··· Given entries ···

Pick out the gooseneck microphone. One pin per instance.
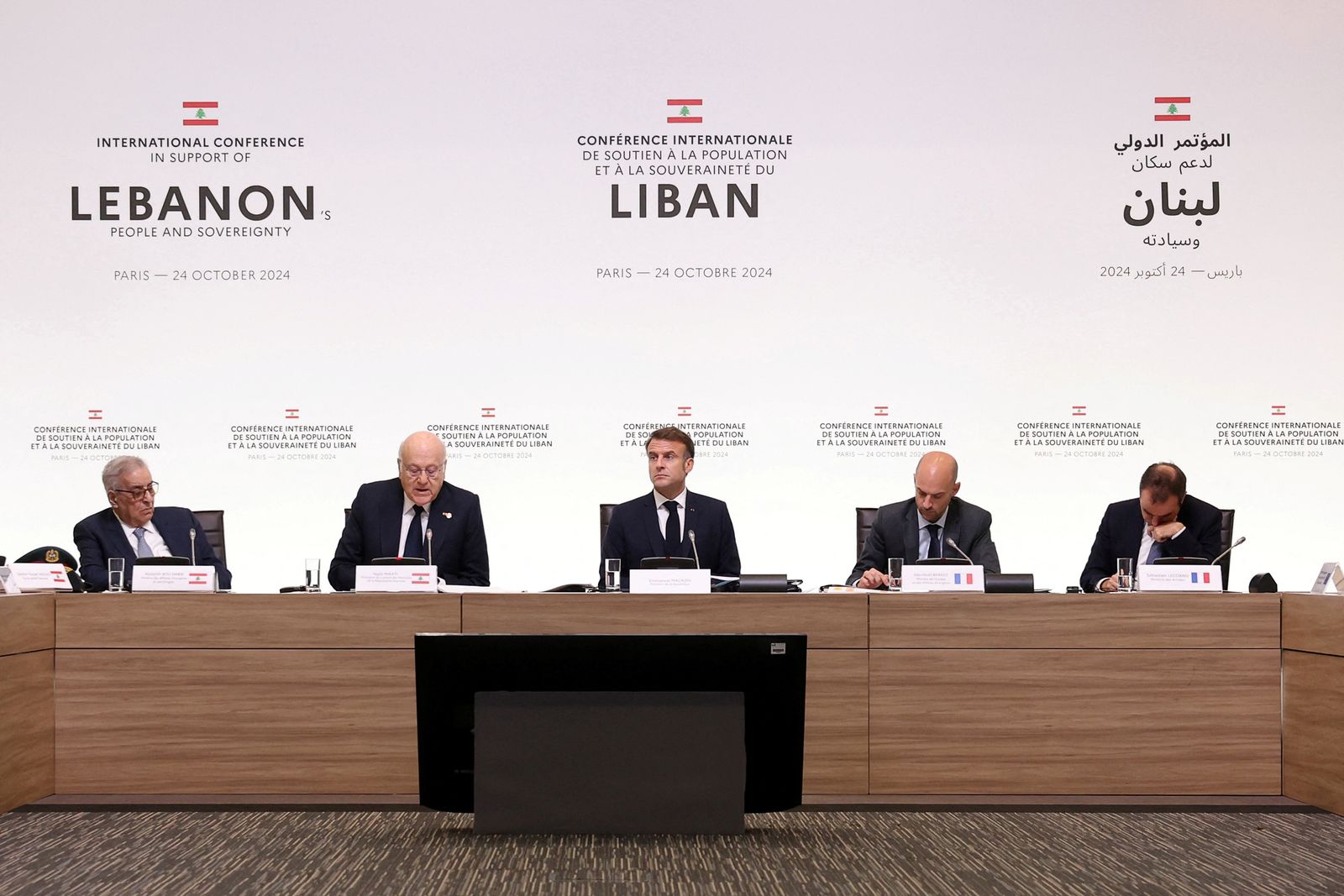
(1227, 551)
(951, 543)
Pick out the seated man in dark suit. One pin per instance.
(134, 527)
(1163, 521)
(672, 521)
(389, 519)
(920, 528)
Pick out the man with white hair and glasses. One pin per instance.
(412, 516)
(132, 527)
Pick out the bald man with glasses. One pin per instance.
(412, 516)
(132, 527)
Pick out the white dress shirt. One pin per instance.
(924, 533)
(156, 543)
(407, 516)
(663, 512)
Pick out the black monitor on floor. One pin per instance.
(769, 671)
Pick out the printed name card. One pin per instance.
(669, 582)
(38, 577)
(1330, 573)
(396, 578)
(172, 578)
(1180, 578)
(920, 579)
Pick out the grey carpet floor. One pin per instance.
(188, 853)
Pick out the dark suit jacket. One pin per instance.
(374, 528)
(895, 533)
(101, 537)
(635, 535)
(1121, 531)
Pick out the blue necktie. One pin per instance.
(414, 537)
(672, 535)
(141, 546)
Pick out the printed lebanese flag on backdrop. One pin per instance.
(685, 112)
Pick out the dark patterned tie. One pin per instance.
(672, 535)
(414, 537)
(934, 542)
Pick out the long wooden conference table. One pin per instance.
(983, 696)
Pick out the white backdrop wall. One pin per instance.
(945, 239)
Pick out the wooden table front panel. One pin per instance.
(1075, 621)
(1074, 721)
(27, 622)
(235, 721)
(26, 728)
(1314, 728)
(1314, 622)
(253, 620)
(830, 621)
(835, 738)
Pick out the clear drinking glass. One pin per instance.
(894, 569)
(1124, 574)
(116, 574)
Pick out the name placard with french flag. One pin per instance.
(38, 577)
(921, 579)
(396, 578)
(172, 578)
(1180, 578)
(669, 582)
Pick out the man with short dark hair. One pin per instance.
(1162, 521)
(672, 521)
(920, 527)
(413, 515)
(134, 527)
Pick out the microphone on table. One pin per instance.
(958, 548)
(1227, 551)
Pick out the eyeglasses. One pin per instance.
(140, 490)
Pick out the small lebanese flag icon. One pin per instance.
(685, 112)
(1173, 112)
(197, 113)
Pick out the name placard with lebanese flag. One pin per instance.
(920, 579)
(1180, 578)
(39, 577)
(172, 579)
(396, 578)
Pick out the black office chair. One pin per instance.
(213, 523)
(604, 519)
(864, 526)
(1226, 542)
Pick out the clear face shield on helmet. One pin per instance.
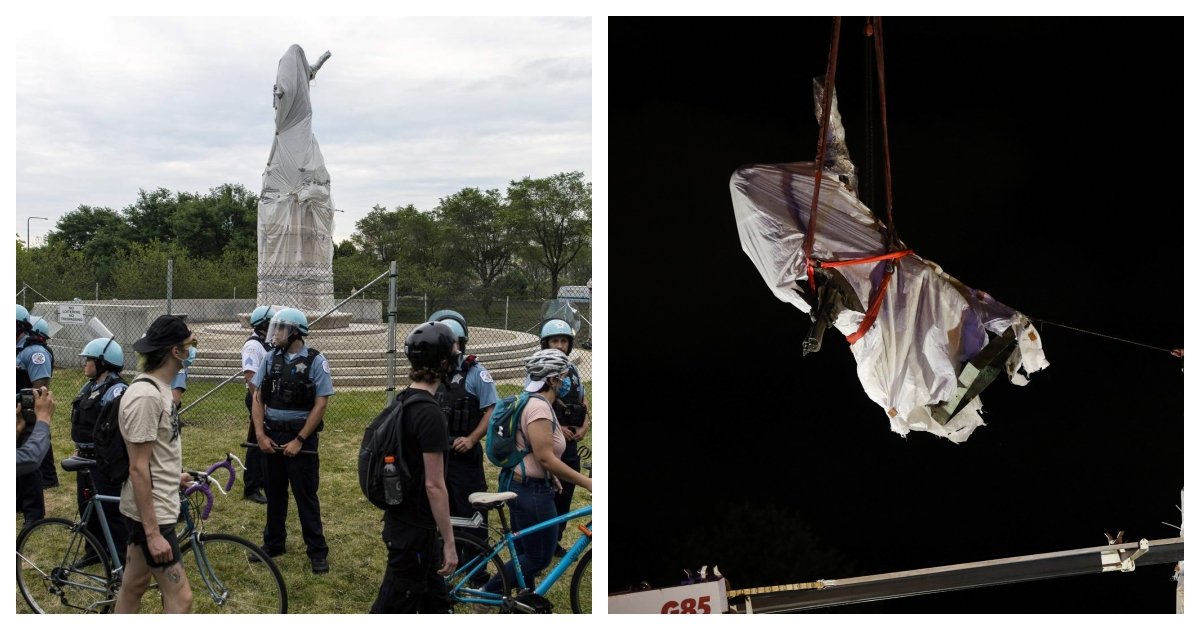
(277, 328)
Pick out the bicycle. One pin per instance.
(466, 583)
(63, 568)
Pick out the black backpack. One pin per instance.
(112, 456)
(381, 439)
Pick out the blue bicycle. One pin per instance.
(63, 568)
(480, 561)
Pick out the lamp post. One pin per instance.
(27, 227)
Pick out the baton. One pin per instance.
(277, 449)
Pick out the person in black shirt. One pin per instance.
(417, 563)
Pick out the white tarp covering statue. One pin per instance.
(295, 211)
(922, 351)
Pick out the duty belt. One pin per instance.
(291, 426)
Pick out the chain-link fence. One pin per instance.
(355, 336)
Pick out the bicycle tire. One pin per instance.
(581, 586)
(63, 570)
(467, 545)
(241, 577)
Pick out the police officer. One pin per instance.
(252, 353)
(571, 408)
(293, 387)
(103, 360)
(40, 334)
(34, 370)
(468, 397)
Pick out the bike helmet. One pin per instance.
(261, 317)
(40, 327)
(555, 328)
(545, 364)
(445, 317)
(107, 351)
(429, 345)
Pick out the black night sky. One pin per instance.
(1038, 160)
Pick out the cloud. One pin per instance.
(406, 111)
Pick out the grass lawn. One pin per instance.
(353, 527)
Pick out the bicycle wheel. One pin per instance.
(233, 575)
(581, 586)
(60, 569)
(477, 573)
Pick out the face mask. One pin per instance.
(191, 357)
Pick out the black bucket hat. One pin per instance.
(165, 333)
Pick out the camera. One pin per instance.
(25, 400)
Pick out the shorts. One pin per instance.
(138, 537)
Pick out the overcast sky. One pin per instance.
(407, 109)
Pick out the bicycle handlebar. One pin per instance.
(203, 483)
(227, 463)
(202, 486)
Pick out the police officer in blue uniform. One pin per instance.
(34, 370)
(293, 387)
(571, 409)
(252, 353)
(103, 360)
(468, 397)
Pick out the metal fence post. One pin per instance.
(171, 271)
(391, 334)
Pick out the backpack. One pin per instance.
(502, 432)
(383, 437)
(112, 456)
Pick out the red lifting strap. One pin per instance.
(888, 256)
(876, 301)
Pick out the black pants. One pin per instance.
(256, 460)
(563, 499)
(117, 521)
(30, 501)
(465, 474)
(49, 473)
(303, 474)
(411, 582)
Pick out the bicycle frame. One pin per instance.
(477, 595)
(191, 531)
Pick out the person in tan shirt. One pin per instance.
(149, 423)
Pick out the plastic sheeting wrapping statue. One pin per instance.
(295, 211)
(928, 353)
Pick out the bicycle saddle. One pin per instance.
(75, 463)
(486, 501)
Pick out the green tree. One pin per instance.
(223, 220)
(150, 216)
(556, 216)
(345, 250)
(54, 271)
(76, 228)
(479, 234)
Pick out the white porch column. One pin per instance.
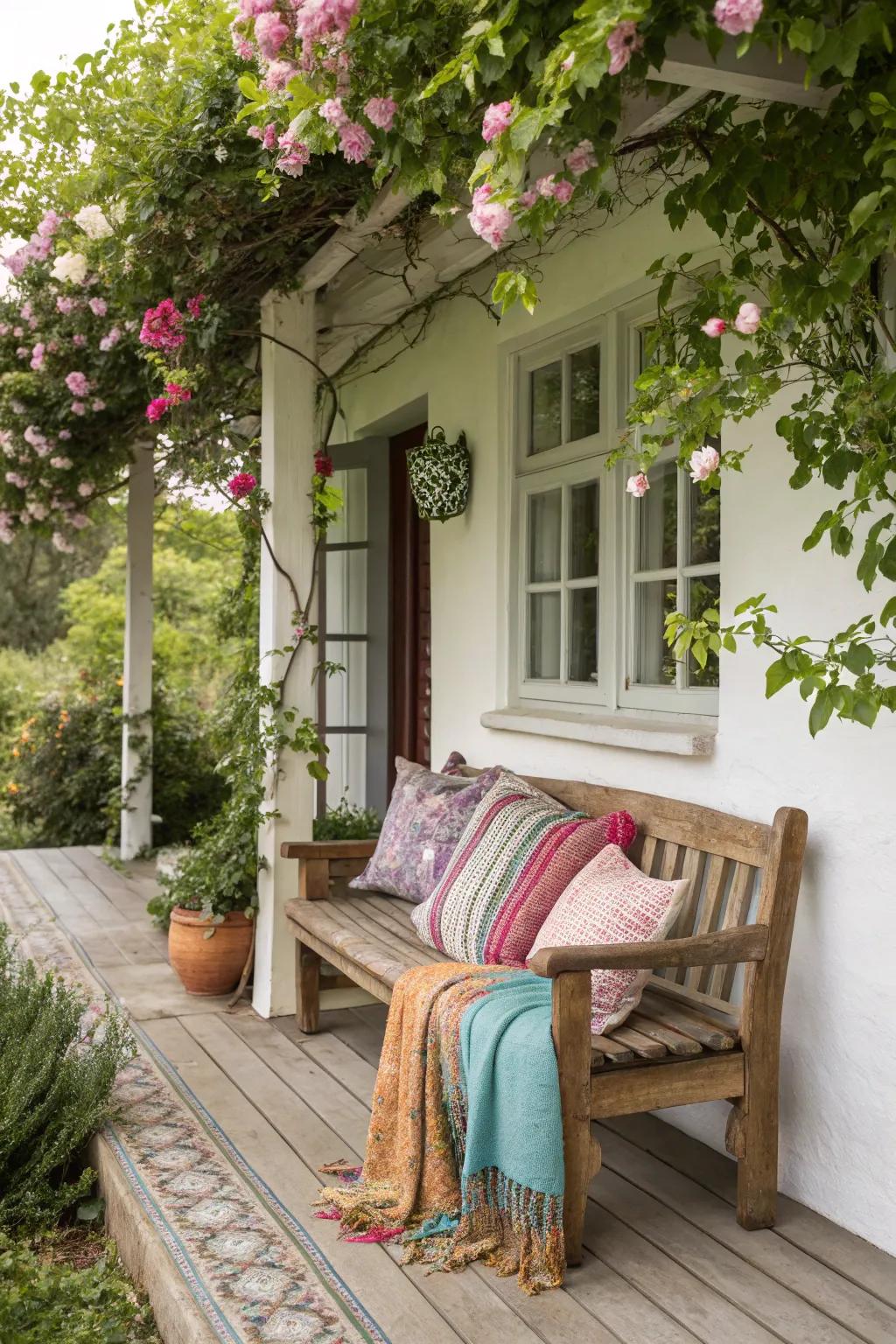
(289, 388)
(136, 739)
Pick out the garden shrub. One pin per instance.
(65, 785)
(58, 1065)
(46, 1301)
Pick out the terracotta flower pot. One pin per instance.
(208, 965)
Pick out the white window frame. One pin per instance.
(617, 328)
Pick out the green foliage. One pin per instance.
(58, 1063)
(43, 1300)
(65, 779)
(346, 822)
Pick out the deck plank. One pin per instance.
(402, 1311)
(840, 1250)
(837, 1298)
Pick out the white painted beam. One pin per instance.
(136, 737)
(757, 74)
(289, 388)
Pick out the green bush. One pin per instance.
(43, 1301)
(57, 1073)
(65, 784)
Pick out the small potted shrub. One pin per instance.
(208, 902)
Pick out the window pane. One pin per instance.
(584, 634)
(657, 516)
(654, 663)
(702, 594)
(546, 394)
(584, 529)
(704, 526)
(584, 378)
(546, 512)
(544, 636)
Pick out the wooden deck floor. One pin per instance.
(665, 1264)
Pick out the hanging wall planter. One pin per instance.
(439, 476)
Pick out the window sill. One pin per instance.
(642, 732)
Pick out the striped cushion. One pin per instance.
(612, 900)
(517, 855)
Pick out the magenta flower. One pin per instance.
(580, 159)
(163, 327)
(496, 120)
(737, 17)
(270, 34)
(381, 112)
(242, 484)
(715, 327)
(77, 383)
(622, 45)
(489, 220)
(747, 320)
(333, 112)
(156, 409)
(355, 142)
(704, 461)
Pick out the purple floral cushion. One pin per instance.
(424, 820)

···

Short problem:
Write out every line of the items above as a JSON list of strings, one string per line, skipping blank lines and leaving out the pictures.

Solution to this exercise:
[
  "Pick out the gooseneck microphone. One pin per instance.",
  "(1227, 551)",
  "(951, 543)",
  "Pick out the seated man in dark suit. One pin per instance.",
  "(134, 527)",
  "(1163, 521)",
  "(672, 521)",
  "(389, 519)",
  "(920, 528)",
  "Pick out the man with white hair and glasses. One pin per instance.",
  "(412, 516)",
  "(132, 527)",
  "Pick out the bald man with glasses. One pin per instance.",
  "(412, 516)",
  "(132, 527)",
  "Pick out the white dress shirt. One pin per instance.",
  "(924, 533)",
  "(156, 543)",
  "(407, 516)",
  "(663, 512)",
  "Pick out the black monitor on floor. One pin per instance.",
  "(769, 671)",
  "Pick out the printed name card. One pin per instance.",
  "(669, 582)",
  "(38, 577)",
  "(1330, 573)",
  "(396, 578)",
  "(172, 578)",
  "(1180, 578)",
  "(920, 579)",
  "Pick out the grey carpet floor. One pin per instance.",
  "(188, 853)",
  "Pick out the dark suit jacket. One pin per instance.",
  "(374, 528)",
  "(895, 533)",
  "(101, 537)",
  "(635, 535)",
  "(1121, 531)",
  "Pick out the blue necktie. One pin per instance.",
  "(414, 537)",
  "(672, 535)",
  "(141, 546)",
  "Pick out the printed lebanese flag on backdrop. One pin per instance.",
  "(685, 112)",
  "Pick out the dark patterned tie. One pin per instance.",
  "(672, 535)",
  "(414, 537)",
  "(934, 542)",
  "Pick out the long wooden conference table. One pin per instance.",
  "(983, 696)",
  "Pick out the white backdrop wall. One pin per instance.",
  "(945, 239)",
  "Pick out the wooden table front panel. One pin per instance.",
  "(1075, 621)",
  "(1074, 721)",
  "(27, 622)",
  "(235, 721)",
  "(26, 728)",
  "(1314, 728)",
  "(1314, 622)",
  "(253, 620)",
  "(830, 621)",
  "(835, 738)",
  "Pick out the clear drinking glass. One pin per instance.",
  "(894, 569)",
  "(1124, 574)",
  "(116, 574)",
  "Pick out the name placard with french flag. One pin per instance.",
  "(38, 577)",
  "(921, 579)",
  "(396, 578)",
  "(172, 578)",
  "(1180, 578)",
  "(669, 582)",
  "Pick out the man with short dark hair. One pin per instance.",
  "(1162, 521)",
  "(672, 521)",
  "(920, 527)",
  "(413, 515)",
  "(134, 527)",
  "Pick out the microphone on table. One pin per instance.",
  "(958, 548)",
  "(1227, 551)",
  "Pick out the eyeglasses. One pin per instance.",
  "(140, 490)",
  "Pick out the small lebanese flag icon. One pin per instance.",
  "(685, 112)",
  "(1173, 112)",
  "(197, 113)",
  "Pick out the name placard with lebanese flag. One pin per instance.",
  "(920, 579)",
  "(1180, 578)",
  "(39, 577)",
  "(172, 579)",
  "(396, 578)",
  "Pick out the black office chair. One pin per instance.",
  "(213, 523)",
  "(604, 519)",
  "(864, 526)",
  "(1226, 542)",
  "Pick out the clear face shield on helmet. One pin per instance.",
  "(277, 328)",
  "Pick out the bicycle. One pin per instance.",
  "(466, 583)",
  "(63, 568)",
  "Pick out the black backpack. One pin per instance.",
  "(112, 456)",
  "(381, 439)",
  "Pick out the blue bicycle. One pin per instance.",
  "(63, 568)",
  "(480, 561)",
  "Pick out the lamp post. One pin per instance.",
  "(27, 227)",
  "Pick out the baton. One pin per instance.",
  "(277, 449)",
  "Pick out the person in black shirt. One pin per instance.",
  "(417, 563)",
  "Pick out the white tarp covering statue. One pin per instance.",
  "(295, 211)",
  "(922, 351)",
  "Pick out the duty belt. One pin per instance.",
  "(291, 426)",
  "Pick out the chain-link fence. One pin per instance.",
  "(355, 336)",
  "Pick out the bicycle tire. One pin per instance.",
  "(581, 586)",
  "(63, 570)",
  "(467, 545)",
  "(241, 577)",
  "Pick out the police officer. One pin per instance.",
  "(252, 353)",
  "(571, 408)",
  "(293, 387)",
  "(103, 360)",
  "(40, 334)",
  "(34, 370)",
  "(468, 397)",
  "Pick out the bike helmet. One pin per instance.",
  "(261, 317)",
  "(40, 327)",
  "(555, 328)",
  "(545, 364)",
  "(445, 317)",
  "(107, 351)",
  "(429, 345)",
  "Pick out the black night sky. One pin per instance.",
  "(1038, 160)",
  "Pick out the cloud. One pin per instance.",
  "(406, 111)",
  "Pick out the grass lawn. One pin per instance.",
  "(353, 527)",
  "Pick out the bicycle wheel. One pin per instance.",
  "(233, 575)",
  "(581, 586)",
  "(60, 569)",
  "(477, 573)",
  "Pick out the face mask. One pin per instance.",
  "(191, 357)",
  "Pick out the black bucket hat. One pin per instance.",
  "(165, 333)",
  "Pick out the camera. One pin per instance.",
  "(25, 400)",
  "Pick out the shorts. One pin per instance.",
  "(138, 537)",
  "Pick out the overcast sky. One pin per instance.",
  "(407, 109)",
  "Pick out the bicycle handlebar. One pin per instance.",
  "(203, 483)",
  "(227, 463)",
  "(202, 486)",
  "Pick out the police officer in blue uniform. One pin per instance.",
  "(34, 370)",
  "(293, 387)",
  "(571, 409)",
  "(252, 353)",
  "(103, 360)",
  "(468, 397)",
  "Pick out the metal fence post. One pin per instance.",
  "(171, 271)",
  "(391, 334)",
  "Pick out the backpack. One pin per instance.",
  "(502, 432)",
  "(383, 437)",
  "(112, 456)",
  "Pick out the red lifting strap. One pin per instance.",
  "(888, 256)",
  "(876, 301)",
  "Pick out the black pants. One pin per instance.",
  "(256, 460)",
  "(563, 499)",
  "(117, 521)",
  "(30, 501)",
  "(465, 474)",
  "(49, 473)",
  "(303, 474)",
  "(411, 582)",
  "Pick out the bicycle frame. One pin per instance.",
  "(477, 595)",
  "(191, 531)",
  "Pick out the person in tan shirt. One pin per instance.",
  "(149, 423)",
  "Pick out the plastic sheeting wrapping statue. One pin per instance.",
  "(295, 211)",
  "(928, 353)",
  "Pick out the bicycle saddle. One pin per instance.",
  "(75, 463)",
  "(486, 501)",
  "Pick out the green tree. One pin per instance.",
  "(223, 220)",
  "(150, 216)",
  "(556, 216)",
  "(345, 250)",
  "(54, 271)",
  "(76, 228)",
  "(479, 234)",
  "Pick out the white porch column. One pin per instance.",
  "(289, 388)",
  "(136, 739)",
  "Pick out the garden shrub. One pin per instance.",
  "(65, 785)",
  "(58, 1065)",
  "(46, 1301)",
  "Pick out the terracotta flower pot. One pin per instance.",
  "(208, 965)",
  "Pick out the white window frame. One pin per instance.",
  "(617, 328)",
  "Pick out the green foliage. One pin per instance.",
  "(58, 1063)",
  "(43, 1300)",
  "(65, 779)",
  "(346, 822)",
  "Pick out the deck plank. One pin per instance.",
  "(402, 1311)",
  "(840, 1250)",
  "(837, 1298)",
  "Pick out the white painted beam. One pin per instance.",
  "(136, 737)",
  "(757, 74)",
  "(289, 388)",
  "Pick out the green bush. One pin per instance.",
  "(43, 1301)",
  "(57, 1073)",
  "(65, 784)",
  "Pick out the small potted shrub. One pin per instance.",
  "(208, 902)",
  "Pick out the window pane. One pin per instance.",
  "(584, 634)",
  "(657, 516)",
  "(654, 663)",
  "(702, 594)",
  "(546, 394)",
  "(584, 529)",
  "(704, 526)",
  "(584, 378)",
  "(546, 512)",
  "(544, 636)",
  "Pick out the wooden deck floor. One pin per instance.",
  "(665, 1264)",
  "Pick out the hanging wall planter. One pin per instance.",
  "(439, 476)",
  "Pick out the window sill. One pin per instance.",
  "(642, 732)",
  "Pick out the striped cushion. One pin per instance.",
  "(612, 900)",
  "(517, 855)",
  "Pick out the magenta flower. One pin per instance.",
  "(580, 159)",
  "(163, 327)",
  "(496, 120)",
  "(737, 17)",
  "(270, 34)",
  "(381, 112)",
  "(242, 484)",
  "(715, 327)",
  "(77, 383)",
  "(622, 45)",
  "(489, 220)",
  "(747, 320)",
  "(333, 112)",
  "(156, 409)",
  "(355, 142)",
  "(704, 461)",
  "Pick out the purple floral cushion. One pin per instance.",
  "(424, 820)"
]